— Directions for this task —
For the entries below, the result should be an exact transcription of the lines from the one with "Target: parked car" up to and including the one with "Target: tall tree", and only those.

— Records shown —
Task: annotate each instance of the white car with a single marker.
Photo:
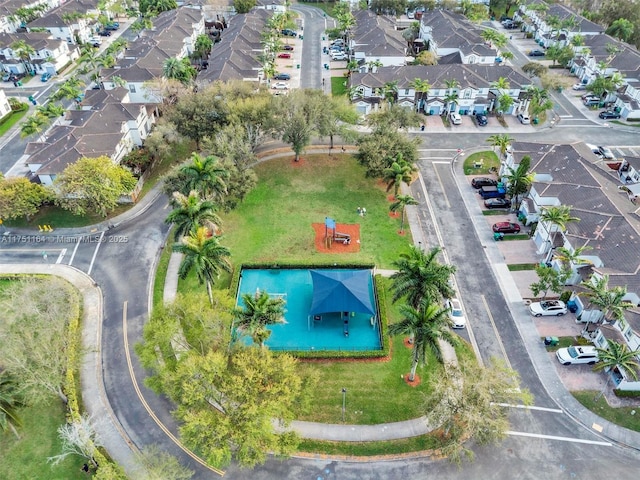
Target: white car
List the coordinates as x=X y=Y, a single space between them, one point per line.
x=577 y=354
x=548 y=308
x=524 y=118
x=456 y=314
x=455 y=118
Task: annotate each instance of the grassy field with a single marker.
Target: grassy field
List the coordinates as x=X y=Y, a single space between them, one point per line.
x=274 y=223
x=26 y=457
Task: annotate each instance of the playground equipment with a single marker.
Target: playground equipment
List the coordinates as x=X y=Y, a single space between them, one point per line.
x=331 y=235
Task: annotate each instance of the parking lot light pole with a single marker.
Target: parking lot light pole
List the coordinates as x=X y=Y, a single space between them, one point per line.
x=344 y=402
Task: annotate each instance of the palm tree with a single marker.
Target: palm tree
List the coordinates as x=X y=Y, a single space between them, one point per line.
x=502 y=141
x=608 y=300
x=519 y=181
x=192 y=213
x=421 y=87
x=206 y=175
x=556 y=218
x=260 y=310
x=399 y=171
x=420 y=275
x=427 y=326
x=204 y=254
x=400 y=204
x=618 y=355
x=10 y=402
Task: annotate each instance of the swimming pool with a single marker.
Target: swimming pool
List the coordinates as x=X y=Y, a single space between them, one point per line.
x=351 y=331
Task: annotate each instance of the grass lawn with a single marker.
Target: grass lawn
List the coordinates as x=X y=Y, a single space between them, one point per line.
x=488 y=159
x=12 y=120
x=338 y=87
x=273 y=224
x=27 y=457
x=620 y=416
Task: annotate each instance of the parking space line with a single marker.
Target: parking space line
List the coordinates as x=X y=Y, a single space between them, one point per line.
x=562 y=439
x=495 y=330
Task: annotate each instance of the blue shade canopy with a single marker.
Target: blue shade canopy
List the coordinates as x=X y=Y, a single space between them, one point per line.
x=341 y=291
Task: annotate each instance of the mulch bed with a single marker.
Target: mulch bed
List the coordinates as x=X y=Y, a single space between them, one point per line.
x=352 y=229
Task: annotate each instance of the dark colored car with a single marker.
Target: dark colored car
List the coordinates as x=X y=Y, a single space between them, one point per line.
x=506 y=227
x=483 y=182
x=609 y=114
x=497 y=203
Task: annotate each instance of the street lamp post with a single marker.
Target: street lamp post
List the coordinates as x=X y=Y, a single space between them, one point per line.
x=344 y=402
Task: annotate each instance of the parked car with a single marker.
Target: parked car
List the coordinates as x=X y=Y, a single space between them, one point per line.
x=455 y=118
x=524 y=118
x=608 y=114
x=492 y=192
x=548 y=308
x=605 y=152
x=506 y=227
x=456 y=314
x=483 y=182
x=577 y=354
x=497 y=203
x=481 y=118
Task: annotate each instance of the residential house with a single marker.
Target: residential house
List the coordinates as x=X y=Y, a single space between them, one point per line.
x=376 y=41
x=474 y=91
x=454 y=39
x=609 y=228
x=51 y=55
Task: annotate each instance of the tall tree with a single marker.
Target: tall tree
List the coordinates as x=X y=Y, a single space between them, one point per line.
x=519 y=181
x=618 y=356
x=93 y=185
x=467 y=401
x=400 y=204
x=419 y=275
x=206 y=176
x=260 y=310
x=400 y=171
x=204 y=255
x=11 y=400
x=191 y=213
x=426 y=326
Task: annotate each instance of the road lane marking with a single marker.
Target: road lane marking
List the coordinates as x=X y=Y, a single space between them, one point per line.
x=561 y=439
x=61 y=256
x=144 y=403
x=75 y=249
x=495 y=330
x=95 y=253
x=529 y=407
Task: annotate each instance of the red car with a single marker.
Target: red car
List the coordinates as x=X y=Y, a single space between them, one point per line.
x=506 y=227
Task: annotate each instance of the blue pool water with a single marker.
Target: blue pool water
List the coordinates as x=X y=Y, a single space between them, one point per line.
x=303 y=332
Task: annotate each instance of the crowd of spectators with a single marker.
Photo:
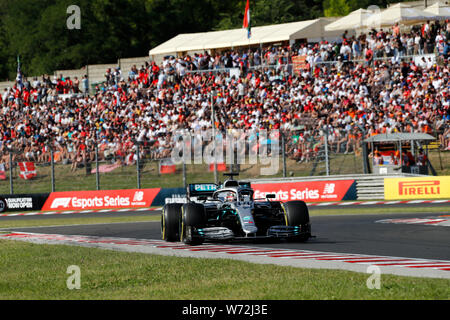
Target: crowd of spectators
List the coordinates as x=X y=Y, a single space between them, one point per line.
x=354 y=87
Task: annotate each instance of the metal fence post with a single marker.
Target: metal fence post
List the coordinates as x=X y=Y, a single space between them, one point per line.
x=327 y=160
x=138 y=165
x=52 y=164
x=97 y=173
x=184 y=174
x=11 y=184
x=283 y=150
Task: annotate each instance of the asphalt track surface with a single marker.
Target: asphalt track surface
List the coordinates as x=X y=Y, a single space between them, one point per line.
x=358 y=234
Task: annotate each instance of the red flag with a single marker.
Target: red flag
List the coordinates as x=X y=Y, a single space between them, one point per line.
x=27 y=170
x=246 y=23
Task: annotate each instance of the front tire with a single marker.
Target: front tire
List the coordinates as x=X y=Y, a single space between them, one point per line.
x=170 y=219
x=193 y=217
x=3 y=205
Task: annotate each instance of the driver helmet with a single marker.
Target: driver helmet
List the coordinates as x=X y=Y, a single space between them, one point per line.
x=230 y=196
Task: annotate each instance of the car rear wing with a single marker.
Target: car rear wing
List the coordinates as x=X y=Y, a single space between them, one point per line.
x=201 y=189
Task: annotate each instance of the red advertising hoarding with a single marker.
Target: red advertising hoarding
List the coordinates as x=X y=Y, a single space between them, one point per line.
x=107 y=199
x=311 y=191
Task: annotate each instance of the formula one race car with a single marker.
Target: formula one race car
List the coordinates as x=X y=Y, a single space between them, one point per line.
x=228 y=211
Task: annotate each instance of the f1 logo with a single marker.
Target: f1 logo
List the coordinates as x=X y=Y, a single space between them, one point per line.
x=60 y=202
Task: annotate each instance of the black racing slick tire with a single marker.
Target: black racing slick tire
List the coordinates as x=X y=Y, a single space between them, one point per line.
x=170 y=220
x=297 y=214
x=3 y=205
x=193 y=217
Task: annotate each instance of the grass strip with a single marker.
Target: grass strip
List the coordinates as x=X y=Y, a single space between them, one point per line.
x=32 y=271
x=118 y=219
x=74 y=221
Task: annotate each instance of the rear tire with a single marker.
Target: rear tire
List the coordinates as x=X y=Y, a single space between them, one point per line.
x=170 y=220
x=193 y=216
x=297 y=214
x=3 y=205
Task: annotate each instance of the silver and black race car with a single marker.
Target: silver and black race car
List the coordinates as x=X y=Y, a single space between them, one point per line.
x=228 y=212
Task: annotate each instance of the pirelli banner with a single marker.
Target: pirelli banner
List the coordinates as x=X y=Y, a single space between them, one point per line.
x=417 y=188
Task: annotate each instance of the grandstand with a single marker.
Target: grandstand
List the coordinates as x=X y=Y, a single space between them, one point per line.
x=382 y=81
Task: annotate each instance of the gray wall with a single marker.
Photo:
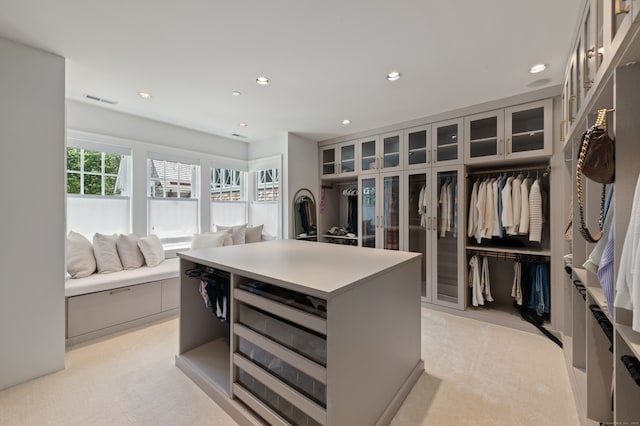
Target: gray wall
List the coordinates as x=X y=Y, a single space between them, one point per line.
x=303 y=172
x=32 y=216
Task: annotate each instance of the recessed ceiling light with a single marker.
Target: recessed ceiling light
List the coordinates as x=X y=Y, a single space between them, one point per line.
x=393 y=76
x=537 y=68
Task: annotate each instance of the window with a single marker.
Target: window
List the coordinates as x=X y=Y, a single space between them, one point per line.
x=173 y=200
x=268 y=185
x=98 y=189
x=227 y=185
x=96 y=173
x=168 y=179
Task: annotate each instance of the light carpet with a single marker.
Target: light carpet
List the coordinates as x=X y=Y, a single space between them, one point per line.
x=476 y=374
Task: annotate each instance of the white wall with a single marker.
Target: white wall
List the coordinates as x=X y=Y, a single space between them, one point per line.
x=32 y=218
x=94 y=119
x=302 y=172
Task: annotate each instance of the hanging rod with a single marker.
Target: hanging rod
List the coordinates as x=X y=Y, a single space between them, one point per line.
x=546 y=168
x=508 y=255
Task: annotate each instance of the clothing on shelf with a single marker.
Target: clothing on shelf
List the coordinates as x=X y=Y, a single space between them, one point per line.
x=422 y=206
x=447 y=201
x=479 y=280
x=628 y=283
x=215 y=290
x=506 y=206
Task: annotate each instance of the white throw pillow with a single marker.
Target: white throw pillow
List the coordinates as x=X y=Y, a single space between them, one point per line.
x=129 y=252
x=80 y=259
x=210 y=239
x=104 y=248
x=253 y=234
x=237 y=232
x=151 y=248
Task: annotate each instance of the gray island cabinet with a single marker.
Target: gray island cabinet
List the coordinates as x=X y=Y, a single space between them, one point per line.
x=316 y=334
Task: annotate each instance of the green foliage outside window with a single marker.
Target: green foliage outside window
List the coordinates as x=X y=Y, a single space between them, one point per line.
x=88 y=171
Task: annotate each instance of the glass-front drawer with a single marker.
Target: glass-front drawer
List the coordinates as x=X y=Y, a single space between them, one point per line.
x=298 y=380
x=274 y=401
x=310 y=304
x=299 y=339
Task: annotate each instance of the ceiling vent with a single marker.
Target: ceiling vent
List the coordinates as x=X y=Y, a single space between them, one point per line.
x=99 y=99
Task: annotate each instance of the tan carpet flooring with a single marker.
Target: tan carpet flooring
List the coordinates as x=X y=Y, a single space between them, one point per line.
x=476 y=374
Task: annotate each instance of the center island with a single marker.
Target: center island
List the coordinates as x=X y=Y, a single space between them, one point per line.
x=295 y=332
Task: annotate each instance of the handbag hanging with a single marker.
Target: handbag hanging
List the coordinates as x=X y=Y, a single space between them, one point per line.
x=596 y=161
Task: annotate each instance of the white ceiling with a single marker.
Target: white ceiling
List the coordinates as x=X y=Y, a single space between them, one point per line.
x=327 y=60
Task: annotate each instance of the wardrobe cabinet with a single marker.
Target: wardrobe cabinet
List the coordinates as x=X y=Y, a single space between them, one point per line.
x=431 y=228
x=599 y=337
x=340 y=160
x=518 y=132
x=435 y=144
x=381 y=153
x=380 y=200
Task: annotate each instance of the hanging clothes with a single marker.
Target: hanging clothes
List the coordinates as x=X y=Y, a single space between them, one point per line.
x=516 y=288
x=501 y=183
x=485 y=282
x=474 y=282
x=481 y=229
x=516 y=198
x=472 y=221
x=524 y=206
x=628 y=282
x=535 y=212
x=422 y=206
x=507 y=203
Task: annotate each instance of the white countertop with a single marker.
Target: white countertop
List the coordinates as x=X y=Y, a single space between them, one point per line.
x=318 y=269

— Final answer —
Target: parked car
List the coordinates as x=X y=Y, a single space between them, one point per line.
x=455 y=118
x=524 y=118
x=608 y=114
x=492 y=192
x=548 y=308
x=605 y=152
x=506 y=227
x=456 y=314
x=483 y=182
x=577 y=354
x=497 y=203
x=481 y=118
Task: annotate each instance of the residential house with a single marker.
Target: residential house
List the coordinates as x=X y=Y, a single space between them, one point per line.
x=376 y=41
x=474 y=91
x=454 y=39
x=609 y=228
x=51 y=55
Task: annotate each instance of the tall tree with a single marker.
Target: tall tree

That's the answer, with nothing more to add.